Task directions >> Among these entries, count the lines containing the word "elytra" and answer with only the number.

Exercise data >>
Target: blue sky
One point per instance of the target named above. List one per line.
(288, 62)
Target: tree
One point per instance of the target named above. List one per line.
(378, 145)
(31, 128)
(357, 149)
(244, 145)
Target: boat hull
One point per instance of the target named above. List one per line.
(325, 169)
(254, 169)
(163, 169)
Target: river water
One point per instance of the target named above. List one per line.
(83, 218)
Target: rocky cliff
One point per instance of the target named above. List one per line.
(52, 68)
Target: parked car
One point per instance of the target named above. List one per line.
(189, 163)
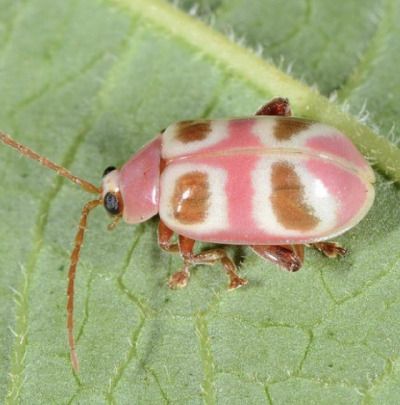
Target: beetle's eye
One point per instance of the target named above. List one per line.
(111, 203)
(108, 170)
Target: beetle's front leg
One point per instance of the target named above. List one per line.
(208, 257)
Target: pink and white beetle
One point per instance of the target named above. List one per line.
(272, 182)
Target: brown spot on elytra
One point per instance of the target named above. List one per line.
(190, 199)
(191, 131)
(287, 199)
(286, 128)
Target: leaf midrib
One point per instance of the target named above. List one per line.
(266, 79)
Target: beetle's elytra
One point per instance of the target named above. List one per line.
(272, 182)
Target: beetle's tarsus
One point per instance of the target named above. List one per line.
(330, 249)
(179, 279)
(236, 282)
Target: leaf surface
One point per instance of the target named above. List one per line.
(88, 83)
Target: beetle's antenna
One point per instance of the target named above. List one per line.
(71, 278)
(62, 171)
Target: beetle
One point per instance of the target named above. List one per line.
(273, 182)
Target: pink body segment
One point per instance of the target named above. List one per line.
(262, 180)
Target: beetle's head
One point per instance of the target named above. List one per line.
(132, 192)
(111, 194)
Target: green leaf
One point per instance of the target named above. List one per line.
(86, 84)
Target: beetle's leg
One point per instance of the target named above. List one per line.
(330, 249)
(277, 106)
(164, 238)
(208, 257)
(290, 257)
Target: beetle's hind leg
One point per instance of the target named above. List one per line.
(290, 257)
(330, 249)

Answer to this problem >> 2